#### Work task
Could you print the entries below exactly, starting at the line that contains "Reviewer note: verify one keypoint per instance of the black" and stopping after the last one?

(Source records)
##########
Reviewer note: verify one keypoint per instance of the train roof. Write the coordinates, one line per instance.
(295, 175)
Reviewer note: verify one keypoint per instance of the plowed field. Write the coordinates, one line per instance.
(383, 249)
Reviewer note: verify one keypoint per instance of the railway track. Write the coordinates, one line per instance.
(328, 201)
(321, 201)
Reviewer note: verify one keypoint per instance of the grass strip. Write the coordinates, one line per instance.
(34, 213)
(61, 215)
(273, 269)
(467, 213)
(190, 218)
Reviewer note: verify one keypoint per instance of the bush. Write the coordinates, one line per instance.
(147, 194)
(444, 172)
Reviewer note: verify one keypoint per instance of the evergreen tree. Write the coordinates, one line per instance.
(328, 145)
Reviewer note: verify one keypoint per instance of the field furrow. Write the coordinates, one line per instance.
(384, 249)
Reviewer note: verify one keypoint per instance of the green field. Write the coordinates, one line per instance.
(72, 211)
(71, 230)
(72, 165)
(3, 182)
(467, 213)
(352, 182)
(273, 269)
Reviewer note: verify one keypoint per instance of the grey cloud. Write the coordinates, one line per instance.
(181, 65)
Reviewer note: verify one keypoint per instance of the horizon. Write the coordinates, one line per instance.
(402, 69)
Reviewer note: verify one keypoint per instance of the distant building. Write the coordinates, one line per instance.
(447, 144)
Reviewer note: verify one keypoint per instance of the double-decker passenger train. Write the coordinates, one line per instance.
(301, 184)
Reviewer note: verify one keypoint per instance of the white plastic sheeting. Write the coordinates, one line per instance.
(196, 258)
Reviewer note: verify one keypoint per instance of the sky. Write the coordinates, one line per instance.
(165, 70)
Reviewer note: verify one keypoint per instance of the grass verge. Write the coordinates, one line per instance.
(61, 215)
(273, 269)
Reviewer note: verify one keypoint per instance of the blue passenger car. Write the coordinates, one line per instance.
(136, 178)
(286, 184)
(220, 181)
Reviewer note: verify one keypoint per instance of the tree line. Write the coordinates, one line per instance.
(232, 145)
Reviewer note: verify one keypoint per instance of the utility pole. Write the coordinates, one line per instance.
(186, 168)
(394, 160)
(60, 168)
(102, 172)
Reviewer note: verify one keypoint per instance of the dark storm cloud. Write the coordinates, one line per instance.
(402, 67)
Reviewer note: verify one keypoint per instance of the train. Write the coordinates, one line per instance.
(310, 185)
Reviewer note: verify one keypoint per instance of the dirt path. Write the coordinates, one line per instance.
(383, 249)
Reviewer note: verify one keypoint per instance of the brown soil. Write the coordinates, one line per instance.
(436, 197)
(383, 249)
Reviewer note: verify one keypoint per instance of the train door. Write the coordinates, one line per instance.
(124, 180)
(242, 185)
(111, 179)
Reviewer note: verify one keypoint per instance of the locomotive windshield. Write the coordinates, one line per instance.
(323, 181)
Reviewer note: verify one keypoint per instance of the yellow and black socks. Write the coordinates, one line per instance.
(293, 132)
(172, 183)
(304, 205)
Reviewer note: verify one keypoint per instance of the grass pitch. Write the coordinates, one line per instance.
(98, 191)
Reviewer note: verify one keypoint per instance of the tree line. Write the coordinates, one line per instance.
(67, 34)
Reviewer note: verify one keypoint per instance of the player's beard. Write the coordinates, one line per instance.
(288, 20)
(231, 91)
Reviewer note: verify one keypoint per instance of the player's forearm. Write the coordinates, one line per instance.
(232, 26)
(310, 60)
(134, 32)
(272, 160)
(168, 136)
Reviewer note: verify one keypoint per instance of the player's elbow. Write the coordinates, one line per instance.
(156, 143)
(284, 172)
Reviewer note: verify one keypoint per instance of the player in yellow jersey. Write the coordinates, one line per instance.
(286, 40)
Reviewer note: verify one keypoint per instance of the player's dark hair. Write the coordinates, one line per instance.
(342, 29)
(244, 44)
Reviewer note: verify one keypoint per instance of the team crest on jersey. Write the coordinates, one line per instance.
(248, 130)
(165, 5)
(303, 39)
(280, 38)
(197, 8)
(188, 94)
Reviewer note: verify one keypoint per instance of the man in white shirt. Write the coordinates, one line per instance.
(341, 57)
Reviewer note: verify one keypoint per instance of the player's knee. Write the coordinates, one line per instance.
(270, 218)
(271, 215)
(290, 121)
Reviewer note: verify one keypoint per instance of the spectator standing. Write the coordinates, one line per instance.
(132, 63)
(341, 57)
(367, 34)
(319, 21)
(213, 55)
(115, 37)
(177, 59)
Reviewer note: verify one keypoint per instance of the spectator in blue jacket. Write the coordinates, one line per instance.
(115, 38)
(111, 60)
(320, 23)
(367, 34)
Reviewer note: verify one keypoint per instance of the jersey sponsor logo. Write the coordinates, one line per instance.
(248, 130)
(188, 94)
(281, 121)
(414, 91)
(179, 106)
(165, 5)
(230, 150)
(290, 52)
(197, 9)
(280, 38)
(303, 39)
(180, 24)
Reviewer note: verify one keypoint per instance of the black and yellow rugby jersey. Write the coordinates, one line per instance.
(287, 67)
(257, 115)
##########
#### Exercise answer
Reviewer note: verify one keypoint per instance of the black and yellow rugby jersey. Write the coordinates, one line per instance.
(287, 67)
(257, 115)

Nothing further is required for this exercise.